** TASK INSTRUCTIONS **
Quote the material verbatim, starting at its first line and ending at the line that contains "[[[175,170],[176,466],[611,463],[597,159]]]", with both of those lines included.

** GIVEN INFORMATION **
+---+
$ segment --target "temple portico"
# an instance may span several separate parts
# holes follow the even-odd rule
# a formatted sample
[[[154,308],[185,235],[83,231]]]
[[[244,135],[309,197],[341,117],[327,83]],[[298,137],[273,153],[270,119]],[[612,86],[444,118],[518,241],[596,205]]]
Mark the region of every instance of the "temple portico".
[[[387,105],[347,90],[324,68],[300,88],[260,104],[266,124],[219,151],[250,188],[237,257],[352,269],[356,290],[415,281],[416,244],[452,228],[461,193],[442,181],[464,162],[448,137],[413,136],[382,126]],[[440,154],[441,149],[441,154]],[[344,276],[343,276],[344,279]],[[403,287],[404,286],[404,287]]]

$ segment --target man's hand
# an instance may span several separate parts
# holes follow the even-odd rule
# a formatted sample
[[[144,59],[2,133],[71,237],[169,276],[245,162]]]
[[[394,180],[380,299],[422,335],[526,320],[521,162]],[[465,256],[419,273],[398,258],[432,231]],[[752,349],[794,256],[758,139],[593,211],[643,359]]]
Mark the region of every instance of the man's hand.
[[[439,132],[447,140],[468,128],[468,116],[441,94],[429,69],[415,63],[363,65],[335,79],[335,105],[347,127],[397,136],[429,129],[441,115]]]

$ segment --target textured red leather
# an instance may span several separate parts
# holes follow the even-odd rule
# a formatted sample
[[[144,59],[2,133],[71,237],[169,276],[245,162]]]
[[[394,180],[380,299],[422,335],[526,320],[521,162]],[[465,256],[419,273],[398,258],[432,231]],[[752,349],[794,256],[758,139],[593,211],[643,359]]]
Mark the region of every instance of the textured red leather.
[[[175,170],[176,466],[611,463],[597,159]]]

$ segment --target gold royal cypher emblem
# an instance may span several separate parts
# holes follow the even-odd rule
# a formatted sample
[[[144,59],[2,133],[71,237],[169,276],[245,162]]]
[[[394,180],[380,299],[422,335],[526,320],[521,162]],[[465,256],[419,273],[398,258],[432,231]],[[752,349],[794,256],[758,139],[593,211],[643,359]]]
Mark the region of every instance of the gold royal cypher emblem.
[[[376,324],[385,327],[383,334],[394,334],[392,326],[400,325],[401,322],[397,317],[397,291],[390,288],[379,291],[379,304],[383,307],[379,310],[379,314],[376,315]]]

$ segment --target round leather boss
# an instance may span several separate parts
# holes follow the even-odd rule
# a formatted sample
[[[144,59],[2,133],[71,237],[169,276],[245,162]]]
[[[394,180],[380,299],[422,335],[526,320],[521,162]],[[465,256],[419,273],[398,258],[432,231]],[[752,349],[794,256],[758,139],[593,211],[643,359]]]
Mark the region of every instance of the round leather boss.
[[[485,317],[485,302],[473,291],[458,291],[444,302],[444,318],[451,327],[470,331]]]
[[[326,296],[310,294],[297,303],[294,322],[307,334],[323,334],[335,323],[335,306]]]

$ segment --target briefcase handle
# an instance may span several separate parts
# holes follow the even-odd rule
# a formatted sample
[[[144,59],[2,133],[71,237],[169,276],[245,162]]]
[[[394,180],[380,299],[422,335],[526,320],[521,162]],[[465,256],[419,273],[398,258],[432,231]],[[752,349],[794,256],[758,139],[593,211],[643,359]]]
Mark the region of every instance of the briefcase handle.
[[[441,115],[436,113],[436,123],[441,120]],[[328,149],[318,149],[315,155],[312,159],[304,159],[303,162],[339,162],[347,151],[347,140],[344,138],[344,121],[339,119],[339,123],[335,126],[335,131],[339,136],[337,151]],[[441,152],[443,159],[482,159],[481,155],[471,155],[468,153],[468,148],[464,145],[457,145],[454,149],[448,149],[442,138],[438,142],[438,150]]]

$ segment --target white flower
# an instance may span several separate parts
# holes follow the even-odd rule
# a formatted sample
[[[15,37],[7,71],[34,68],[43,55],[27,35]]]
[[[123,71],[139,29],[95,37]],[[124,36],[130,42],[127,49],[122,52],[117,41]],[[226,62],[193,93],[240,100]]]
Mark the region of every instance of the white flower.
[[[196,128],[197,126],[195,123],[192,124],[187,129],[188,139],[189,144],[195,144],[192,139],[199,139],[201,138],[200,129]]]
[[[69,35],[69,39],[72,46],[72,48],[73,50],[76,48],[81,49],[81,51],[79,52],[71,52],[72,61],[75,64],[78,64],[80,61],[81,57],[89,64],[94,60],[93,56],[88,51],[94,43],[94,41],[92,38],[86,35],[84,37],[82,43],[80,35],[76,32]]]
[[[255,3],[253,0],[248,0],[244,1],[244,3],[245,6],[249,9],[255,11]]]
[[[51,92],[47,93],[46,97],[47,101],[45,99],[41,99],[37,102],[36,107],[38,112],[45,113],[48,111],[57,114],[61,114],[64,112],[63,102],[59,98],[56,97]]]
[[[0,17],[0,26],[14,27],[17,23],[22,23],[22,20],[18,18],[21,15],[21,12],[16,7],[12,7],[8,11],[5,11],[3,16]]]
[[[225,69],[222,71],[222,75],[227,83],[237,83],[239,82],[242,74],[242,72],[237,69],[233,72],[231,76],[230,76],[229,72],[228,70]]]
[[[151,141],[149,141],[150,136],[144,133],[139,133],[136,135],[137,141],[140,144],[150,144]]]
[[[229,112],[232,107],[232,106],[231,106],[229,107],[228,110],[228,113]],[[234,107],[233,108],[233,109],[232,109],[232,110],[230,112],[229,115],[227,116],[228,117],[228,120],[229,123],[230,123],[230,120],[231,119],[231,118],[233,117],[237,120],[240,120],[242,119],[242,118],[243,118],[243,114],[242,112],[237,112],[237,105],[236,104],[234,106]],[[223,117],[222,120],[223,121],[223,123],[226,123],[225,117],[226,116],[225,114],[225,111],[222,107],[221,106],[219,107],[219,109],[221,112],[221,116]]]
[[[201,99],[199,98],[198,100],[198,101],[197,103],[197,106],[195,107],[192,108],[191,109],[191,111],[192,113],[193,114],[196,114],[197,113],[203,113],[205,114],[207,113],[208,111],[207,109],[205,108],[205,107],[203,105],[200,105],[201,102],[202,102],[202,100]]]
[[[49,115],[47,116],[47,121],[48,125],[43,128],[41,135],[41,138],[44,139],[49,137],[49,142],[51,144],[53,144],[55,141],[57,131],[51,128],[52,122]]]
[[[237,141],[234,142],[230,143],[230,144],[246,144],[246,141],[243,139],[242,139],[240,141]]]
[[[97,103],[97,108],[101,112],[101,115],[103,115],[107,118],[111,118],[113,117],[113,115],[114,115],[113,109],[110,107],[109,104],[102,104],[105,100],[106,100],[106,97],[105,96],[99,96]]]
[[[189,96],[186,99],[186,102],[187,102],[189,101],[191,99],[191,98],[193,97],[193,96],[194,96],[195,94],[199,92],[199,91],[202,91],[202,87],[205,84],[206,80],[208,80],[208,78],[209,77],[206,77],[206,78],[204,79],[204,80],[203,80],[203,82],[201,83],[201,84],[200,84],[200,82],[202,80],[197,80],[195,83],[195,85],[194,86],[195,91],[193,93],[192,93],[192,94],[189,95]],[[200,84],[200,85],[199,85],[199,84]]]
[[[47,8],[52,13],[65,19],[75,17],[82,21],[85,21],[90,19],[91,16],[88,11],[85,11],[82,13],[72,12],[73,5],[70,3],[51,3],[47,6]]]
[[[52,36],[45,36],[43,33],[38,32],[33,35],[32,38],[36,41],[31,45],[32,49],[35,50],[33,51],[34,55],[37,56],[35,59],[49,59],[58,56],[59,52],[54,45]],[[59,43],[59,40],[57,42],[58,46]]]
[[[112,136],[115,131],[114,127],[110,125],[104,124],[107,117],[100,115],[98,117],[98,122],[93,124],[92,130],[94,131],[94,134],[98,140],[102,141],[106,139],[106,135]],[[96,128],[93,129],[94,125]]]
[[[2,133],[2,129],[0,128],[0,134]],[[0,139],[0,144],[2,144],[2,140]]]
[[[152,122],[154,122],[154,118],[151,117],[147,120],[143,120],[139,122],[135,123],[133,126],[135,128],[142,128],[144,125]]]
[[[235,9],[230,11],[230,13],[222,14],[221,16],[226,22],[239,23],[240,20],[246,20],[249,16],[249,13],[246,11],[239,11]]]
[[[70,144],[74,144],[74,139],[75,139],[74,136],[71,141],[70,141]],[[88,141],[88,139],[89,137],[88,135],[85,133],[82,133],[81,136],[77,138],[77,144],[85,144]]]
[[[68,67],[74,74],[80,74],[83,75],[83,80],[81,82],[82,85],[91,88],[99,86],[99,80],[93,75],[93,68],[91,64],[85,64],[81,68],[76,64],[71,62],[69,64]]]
+---+
** EXPECTED ANSWER **
$ segment --target "temple portico"
# an instance may span several separate parts
# holes follow the even-odd rule
# a formatted sample
[[[154,308],[185,235],[83,231]]]
[[[244,135],[309,197],[341,117],[327,83]],[[298,137],[273,153],[270,119]],[[612,86],[444,118],[518,241],[596,205]]]
Mark the region of every instance of the "temple portico".
[[[387,105],[347,90],[324,68],[300,88],[260,104],[266,124],[219,151],[250,188],[237,257],[352,269],[356,290],[415,281],[416,244],[452,228],[461,193],[442,181],[464,162],[448,137],[413,136],[382,126]],[[440,154],[441,149],[441,154]],[[344,276],[343,276],[344,279]],[[403,287],[404,286],[404,287]]]

$ segment --target man's hand
# an instance may span several separate parts
# holes follow the even-odd rule
# a formatted sample
[[[144,59],[2,133],[71,237],[169,276],[245,162]]]
[[[394,180],[380,299],[422,335],[526,320],[521,162]],[[465,256],[419,273],[398,258],[432,231]],[[752,349],[794,256],[758,139],[593,211],[643,359]]]
Mark the region of every instance of the man's hand.
[[[439,132],[447,140],[468,128],[468,116],[441,94],[429,69],[415,63],[363,65],[335,79],[335,105],[347,127],[397,136],[429,129],[441,115]]]

$ segment --target textured red leather
# an instance may span several separate parts
# holes follow the even-odd rule
# a formatted sample
[[[144,59],[2,133],[71,237],[169,276],[245,162]]]
[[[394,180],[380,299],[422,335],[526,320],[521,162]],[[465,256],[419,273],[398,258],[432,231]],[[752,349],[794,256],[758,139],[593,211],[643,359]]]
Mark the region of every instance of the textured red leather.
[[[175,170],[176,466],[611,463],[597,159]]]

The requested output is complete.